:: PODANY TEKST ::
Po poście "zrób to sam", pojawiły się pytania, co z muralem kiedy okazuje się, że wybrany wzór nie pasuje już tak bardzo jak kiedyś, znudził się lub po prostu mamy go dość. Zmiana koloru dodatków w pomieszczeniu, rozkładu mebli, inna aranżacja, wszystko to przyśpiesza decyzję o nowej dekoracji na ścianie. Wiele osób obawia się, że usunięcie malowidła ściennego równa się położeniu nowego koloru na całej ścianie, mnóstwem problemu, kurzu itp. Nic podobnego! Możesz to zrobić jednego popołudnia. Jak? Mamy swój szybki i sprawdzony sposób, którym chcielibyśmy się z Wami podzielić :)
Potrzebujemy:
- papier ścierny P400,
- odkurzacz :)
- nawilżona ściereczka,
- resztka farby z tła lub tester koloru,
- pędzel płaski lub okrągły.
Zaczynamy od usunięcia nałożonej na "tło" warstwy farby. Bardzo ważne okaże się zastosowanie odpowiedniego papieru ściernego. Źle dopasowany papier może usunąć nam farbę razem z tynkiem! Najlepsze są papiery do szlifowania ręcznego, delikatne. Zakup dobrego papieru stanowi gwarancję dobrej przyczepności, szybkiej pracy, a przede wszystkim zwiększonej odporności na zerwanie tynku. Sprawdzonym przez nas w pracy jest numer P400, drobny, odporny na rozerwania, nie ślizga się po ścianie :)
:::
### ZADANIA DO WYKONANIA
A) Jaki papier ścierny poleca tekst o usuwaniu muralu?
B) Powtórz słowo w słowo fragment tekstu o usuwaniu muralu, który zaczyna się od "Zaczynamy od usunięcia" i ciągnie się aż do "po ścianie :)".
:: POKAZANE DANE ::
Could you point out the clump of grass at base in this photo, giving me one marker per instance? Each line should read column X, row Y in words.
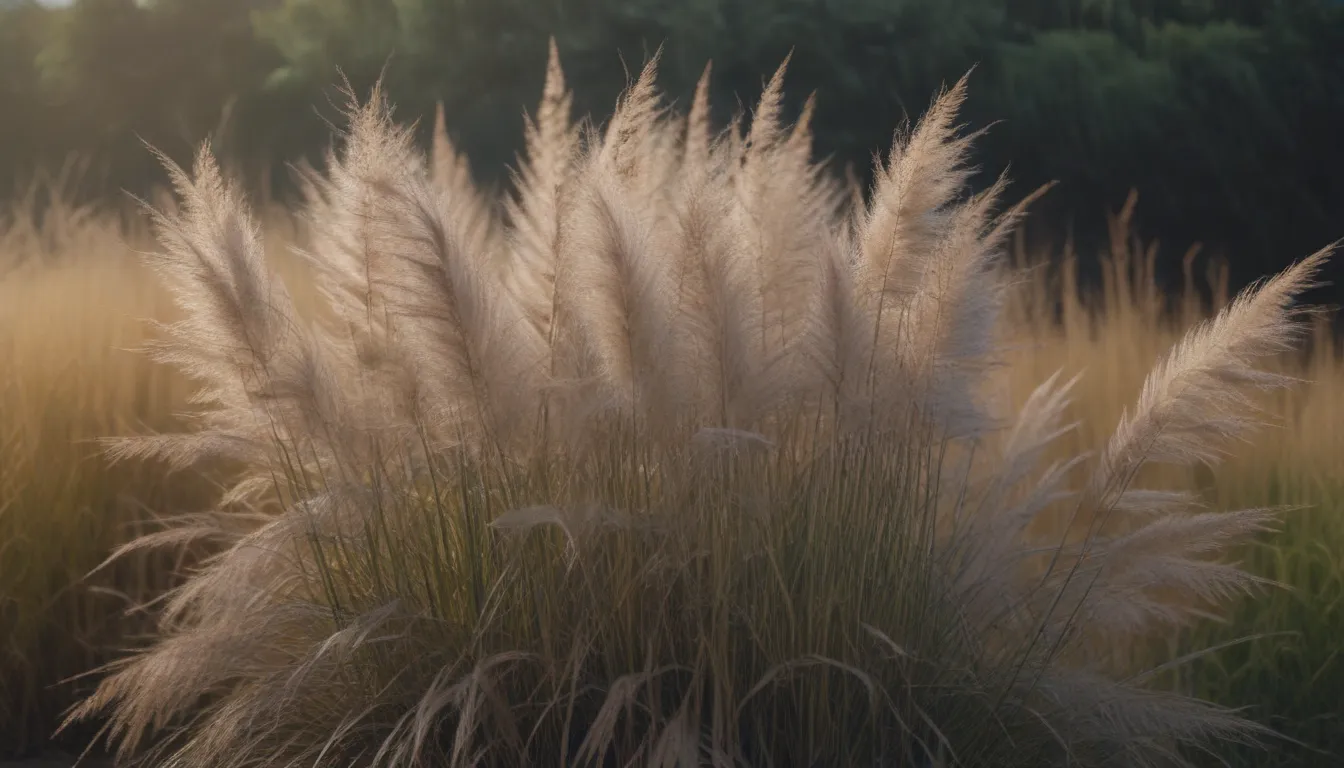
:::
:: POKAZANE DANE ::
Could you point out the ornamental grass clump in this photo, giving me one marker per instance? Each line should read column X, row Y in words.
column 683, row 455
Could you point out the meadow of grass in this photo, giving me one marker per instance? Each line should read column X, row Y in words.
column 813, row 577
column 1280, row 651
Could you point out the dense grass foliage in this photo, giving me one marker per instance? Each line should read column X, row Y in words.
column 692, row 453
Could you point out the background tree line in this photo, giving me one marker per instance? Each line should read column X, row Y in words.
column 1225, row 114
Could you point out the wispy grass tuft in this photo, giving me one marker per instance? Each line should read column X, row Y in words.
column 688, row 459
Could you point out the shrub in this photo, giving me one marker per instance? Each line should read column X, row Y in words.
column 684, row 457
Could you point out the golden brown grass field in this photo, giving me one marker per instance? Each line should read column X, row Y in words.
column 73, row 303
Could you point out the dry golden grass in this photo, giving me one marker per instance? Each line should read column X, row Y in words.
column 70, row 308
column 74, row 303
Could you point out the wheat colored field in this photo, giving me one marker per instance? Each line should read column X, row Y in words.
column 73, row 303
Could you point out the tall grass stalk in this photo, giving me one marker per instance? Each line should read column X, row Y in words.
:::
### WYNIKI ĆWICZEŃ
A) Papier P400: drobny, odporny na rozerwania i nieślizgający się po ścianie.

B)
Zaczynamy od usunięcia nałożonej na "tło" warstwy farby. Bardzo ważne okaże się zastosowanie odpowiedniego papieru ściernego. Źle dopasowany papier może usunąć nam farbę razem z tynkiem! Najlepsze są papiery do szlifowania ręcznego, delikatne. Zakup dobrego papieru stanowi gwarancję dobrej przyczepności, szybkiej pracy, a przede wszystkim zwiększonej odporności na zerwanie tynku. Sprawdzonym przez nas w pracy jest numer P400, drobny, odporny na rozerwania, nie ślizga się po ścianie :)